Supplied records:

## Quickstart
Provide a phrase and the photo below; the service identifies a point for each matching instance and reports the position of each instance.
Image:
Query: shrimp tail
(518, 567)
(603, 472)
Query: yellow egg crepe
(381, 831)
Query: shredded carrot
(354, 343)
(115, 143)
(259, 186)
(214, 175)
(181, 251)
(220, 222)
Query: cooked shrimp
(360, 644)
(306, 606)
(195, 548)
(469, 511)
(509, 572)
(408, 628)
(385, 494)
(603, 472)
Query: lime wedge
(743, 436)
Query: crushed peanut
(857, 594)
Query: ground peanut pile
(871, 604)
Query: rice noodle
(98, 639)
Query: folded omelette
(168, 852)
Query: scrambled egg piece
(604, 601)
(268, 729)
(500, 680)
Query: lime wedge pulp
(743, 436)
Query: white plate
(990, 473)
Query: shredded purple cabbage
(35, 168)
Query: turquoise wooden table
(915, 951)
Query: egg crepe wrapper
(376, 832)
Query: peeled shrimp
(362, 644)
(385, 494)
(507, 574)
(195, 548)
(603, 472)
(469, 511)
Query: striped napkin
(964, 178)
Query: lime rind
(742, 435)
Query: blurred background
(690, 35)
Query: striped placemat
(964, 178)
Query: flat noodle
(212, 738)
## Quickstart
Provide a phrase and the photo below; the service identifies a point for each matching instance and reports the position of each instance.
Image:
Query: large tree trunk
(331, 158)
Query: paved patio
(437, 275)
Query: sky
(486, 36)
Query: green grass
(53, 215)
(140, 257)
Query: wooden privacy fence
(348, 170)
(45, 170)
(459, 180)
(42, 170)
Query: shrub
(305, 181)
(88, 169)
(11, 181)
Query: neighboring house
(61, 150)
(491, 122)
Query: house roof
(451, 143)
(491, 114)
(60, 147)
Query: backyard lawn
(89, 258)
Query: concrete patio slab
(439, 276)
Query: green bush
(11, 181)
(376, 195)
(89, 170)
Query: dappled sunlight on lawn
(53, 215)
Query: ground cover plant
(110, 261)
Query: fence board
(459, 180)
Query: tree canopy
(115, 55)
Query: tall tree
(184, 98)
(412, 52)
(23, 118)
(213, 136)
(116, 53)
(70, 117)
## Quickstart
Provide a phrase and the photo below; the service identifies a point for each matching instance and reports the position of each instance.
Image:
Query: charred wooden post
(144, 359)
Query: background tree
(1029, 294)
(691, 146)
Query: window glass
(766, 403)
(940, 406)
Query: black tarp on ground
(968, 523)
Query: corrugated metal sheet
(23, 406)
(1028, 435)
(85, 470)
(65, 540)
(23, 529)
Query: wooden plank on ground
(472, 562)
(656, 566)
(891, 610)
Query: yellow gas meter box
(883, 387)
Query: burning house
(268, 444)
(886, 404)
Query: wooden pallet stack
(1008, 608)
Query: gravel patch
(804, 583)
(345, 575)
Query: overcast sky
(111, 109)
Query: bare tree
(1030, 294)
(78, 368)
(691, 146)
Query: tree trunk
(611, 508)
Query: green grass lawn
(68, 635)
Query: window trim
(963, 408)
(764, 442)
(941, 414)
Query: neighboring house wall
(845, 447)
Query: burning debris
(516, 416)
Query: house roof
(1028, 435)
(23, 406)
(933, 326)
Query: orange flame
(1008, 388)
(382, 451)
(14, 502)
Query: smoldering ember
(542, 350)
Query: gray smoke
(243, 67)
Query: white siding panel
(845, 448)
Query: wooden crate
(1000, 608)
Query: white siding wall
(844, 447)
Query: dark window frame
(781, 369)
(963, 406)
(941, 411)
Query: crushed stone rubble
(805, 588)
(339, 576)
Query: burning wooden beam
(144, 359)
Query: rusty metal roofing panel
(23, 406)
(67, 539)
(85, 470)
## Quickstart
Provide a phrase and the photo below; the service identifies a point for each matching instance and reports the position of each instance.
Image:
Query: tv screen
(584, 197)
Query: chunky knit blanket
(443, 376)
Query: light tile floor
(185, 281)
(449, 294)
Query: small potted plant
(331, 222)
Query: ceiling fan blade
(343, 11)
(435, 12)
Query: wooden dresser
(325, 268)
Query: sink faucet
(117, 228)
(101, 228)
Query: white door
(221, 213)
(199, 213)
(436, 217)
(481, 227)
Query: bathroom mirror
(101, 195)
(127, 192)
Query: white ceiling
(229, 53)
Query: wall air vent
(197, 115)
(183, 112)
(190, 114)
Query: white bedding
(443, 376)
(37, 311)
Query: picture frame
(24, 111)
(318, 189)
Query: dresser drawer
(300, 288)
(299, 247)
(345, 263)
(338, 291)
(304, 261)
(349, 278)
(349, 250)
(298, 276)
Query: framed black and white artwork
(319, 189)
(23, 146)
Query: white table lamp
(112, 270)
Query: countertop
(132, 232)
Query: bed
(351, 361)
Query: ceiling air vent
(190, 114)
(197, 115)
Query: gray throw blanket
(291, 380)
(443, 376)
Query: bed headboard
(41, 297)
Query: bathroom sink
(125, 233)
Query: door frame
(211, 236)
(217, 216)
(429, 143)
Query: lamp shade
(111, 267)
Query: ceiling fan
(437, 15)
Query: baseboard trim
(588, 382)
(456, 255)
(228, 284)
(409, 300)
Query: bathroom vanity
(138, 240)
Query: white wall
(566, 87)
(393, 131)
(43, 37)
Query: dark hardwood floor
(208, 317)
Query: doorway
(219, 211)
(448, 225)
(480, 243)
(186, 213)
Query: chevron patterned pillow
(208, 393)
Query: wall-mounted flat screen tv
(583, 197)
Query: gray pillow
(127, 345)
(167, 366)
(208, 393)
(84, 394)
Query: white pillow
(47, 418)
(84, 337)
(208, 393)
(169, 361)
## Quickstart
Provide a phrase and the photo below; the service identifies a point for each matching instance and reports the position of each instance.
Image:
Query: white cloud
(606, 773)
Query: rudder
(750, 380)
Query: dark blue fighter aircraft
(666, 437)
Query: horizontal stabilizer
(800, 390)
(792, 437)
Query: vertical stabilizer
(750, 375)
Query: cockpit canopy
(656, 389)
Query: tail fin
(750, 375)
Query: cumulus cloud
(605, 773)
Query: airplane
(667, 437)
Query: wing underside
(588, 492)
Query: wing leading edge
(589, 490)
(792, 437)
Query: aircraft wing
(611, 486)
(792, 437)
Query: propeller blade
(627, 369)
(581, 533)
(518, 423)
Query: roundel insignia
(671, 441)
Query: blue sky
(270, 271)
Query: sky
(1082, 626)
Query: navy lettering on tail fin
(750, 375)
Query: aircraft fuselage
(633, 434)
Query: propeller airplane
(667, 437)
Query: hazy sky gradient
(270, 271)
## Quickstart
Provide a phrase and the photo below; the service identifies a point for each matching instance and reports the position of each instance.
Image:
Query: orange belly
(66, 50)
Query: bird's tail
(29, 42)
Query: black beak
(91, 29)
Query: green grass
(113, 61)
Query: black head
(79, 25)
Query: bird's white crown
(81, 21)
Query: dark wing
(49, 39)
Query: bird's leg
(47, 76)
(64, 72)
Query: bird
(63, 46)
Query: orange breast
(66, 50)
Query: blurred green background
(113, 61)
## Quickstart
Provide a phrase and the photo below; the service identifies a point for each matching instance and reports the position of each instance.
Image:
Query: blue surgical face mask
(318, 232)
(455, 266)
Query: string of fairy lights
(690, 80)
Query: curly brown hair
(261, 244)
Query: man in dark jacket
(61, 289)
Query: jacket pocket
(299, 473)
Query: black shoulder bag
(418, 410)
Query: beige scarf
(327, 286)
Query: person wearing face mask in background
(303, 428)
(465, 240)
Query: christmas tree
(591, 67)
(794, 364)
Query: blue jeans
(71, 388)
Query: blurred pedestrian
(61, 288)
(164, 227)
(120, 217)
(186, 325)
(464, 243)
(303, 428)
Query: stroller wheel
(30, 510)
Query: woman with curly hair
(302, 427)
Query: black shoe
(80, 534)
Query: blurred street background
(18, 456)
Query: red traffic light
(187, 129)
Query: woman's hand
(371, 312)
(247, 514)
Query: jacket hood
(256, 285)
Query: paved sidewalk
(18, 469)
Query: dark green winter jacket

Goal of the exercise: Please transcribe exactly the line containing "Query: stroller wheel" and every line after it to the end of the data, and no other lines.

Task output:
Query: stroller wheel
(30, 510)
Query: woman with curly hair
(302, 427)
Query: black shoe
(80, 534)
Query: blurred street background
(18, 456)
Query: red traffic light
(187, 129)
Query: woman's hand
(371, 312)
(247, 514)
Query: jacket hood
(256, 285)
Query: paved sidewalk
(18, 469)
Query: dark green winter jacket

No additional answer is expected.